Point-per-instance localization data
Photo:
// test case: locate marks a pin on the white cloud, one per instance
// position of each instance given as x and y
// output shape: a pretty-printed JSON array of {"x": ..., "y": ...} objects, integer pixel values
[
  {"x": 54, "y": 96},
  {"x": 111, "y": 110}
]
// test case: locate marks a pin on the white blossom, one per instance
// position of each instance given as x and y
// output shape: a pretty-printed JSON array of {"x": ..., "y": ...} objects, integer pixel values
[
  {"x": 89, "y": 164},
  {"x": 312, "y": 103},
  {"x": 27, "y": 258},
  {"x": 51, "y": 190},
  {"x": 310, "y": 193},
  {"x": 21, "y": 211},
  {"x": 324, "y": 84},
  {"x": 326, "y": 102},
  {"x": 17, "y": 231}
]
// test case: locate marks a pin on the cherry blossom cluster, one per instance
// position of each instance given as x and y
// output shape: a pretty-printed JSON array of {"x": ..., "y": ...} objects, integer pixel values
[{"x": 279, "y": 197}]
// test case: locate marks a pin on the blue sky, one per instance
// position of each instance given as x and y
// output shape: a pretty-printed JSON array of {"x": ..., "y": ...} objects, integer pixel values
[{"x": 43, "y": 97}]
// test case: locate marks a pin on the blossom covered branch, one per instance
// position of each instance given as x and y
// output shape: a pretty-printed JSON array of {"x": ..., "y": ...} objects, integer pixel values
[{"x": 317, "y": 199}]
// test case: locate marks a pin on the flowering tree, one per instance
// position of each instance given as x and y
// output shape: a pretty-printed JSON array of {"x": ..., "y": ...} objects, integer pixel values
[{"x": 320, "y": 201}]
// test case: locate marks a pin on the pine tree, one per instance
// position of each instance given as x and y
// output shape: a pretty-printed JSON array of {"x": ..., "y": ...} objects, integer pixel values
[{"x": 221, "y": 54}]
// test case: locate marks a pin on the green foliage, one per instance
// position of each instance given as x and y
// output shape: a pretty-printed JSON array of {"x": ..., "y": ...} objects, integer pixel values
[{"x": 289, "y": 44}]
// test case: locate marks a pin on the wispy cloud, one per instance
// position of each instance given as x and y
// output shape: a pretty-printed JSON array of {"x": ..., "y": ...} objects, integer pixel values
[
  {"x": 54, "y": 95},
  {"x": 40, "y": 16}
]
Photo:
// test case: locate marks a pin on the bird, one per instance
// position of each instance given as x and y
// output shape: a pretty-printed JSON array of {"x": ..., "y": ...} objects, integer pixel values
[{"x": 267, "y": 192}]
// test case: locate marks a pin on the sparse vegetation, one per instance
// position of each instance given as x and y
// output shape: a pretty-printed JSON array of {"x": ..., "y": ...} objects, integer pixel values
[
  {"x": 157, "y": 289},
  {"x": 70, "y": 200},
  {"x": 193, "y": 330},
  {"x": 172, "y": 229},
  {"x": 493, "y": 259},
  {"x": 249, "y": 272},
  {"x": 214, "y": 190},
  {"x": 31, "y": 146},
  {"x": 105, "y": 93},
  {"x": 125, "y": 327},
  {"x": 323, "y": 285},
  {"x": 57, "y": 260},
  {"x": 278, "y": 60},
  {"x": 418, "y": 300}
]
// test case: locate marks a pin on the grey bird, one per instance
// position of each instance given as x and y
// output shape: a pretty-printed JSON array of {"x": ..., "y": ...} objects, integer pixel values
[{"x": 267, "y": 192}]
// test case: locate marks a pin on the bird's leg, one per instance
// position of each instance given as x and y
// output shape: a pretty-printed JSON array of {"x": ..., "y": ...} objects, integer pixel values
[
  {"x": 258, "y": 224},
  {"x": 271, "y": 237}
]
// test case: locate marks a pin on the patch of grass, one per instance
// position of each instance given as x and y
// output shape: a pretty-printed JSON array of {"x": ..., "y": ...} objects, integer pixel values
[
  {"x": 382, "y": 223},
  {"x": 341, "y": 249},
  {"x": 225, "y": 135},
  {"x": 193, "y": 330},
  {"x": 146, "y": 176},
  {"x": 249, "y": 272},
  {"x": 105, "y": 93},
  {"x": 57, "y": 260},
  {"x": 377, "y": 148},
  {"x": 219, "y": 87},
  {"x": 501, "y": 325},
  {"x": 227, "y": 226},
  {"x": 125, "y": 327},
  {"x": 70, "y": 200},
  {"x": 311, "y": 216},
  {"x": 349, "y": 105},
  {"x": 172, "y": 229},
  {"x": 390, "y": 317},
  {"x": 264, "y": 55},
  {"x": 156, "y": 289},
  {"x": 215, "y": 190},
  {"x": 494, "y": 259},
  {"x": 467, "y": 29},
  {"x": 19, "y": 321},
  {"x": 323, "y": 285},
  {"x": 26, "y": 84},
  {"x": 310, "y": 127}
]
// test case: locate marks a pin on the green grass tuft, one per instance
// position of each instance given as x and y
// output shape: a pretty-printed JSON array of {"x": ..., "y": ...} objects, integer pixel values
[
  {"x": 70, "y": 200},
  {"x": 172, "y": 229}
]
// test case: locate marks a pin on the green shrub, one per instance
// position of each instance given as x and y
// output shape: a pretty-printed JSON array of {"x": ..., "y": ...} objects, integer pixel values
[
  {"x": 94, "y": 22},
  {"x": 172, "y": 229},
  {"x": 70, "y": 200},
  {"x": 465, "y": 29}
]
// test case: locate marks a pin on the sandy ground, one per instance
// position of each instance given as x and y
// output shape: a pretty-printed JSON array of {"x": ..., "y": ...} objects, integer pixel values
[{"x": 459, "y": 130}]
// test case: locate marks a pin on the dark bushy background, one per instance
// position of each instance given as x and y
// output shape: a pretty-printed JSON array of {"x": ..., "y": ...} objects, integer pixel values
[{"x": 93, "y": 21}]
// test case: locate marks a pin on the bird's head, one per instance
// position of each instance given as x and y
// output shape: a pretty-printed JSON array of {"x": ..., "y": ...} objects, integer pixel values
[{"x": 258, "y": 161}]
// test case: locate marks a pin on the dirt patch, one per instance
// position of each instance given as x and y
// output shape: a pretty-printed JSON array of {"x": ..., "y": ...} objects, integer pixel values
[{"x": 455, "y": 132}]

> EXERCISE GOAL
Repeat the entries above exactly, beginning at their first line and ending with the line that contains "pine tree, one per instance", with nothing added.

> SOLUTION TO THIS TASK
Photo:
// test case: locate marks a pin on the white cloud, one per instance
// position of each instance given as x and y
// output shape: a pretty-printed JSON array of {"x": ..., "y": ...} objects, integer pixel values
[
  {"x": 54, "y": 96},
  {"x": 111, "y": 110}
]
// test case: locate marks a pin on the white blossom, one per instance
// position of each instance given as x and y
// output shape: a pretty-printed JSON array of {"x": ..., "y": ...} objects, integer pixel values
[
  {"x": 89, "y": 164},
  {"x": 312, "y": 103},
  {"x": 27, "y": 258},
  {"x": 51, "y": 190},
  {"x": 310, "y": 193},
  {"x": 21, "y": 211},
  {"x": 324, "y": 84},
  {"x": 326, "y": 102},
  {"x": 17, "y": 231}
]
// test case: locate marks a pin on the cherry blossom cluster, one per instance
// position of each instance given as x and y
// output shape: a pretty-printed JSON array of {"x": ..., "y": ...} objects, integer pixel values
[{"x": 279, "y": 197}]
// test case: locate marks a pin on the blue sky, one per instance
// position of each instance given as x and y
// output shape: a pretty-printed JSON array of {"x": ..., "y": ...} objects, integer pixel values
[{"x": 43, "y": 97}]
// test case: locate marks a pin on the blossom covered branch, one per instance
// position of each instance given as x and y
// output shape: a pretty-printed JSON array of {"x": ..., "y": ...} objects, integer pixel values
[{"x": 317, "y": 199}]
// test case: locate marks a pin on the flowering tree, one per instance
// position of each instance given as x and y
// output shape: a pretty-printed JSON array of {"x": ..., "y": ...} objects, integer pixel values
[{"x": 320, "y": 201}]
// test case: locate marks a pin on the pine tree, one per instance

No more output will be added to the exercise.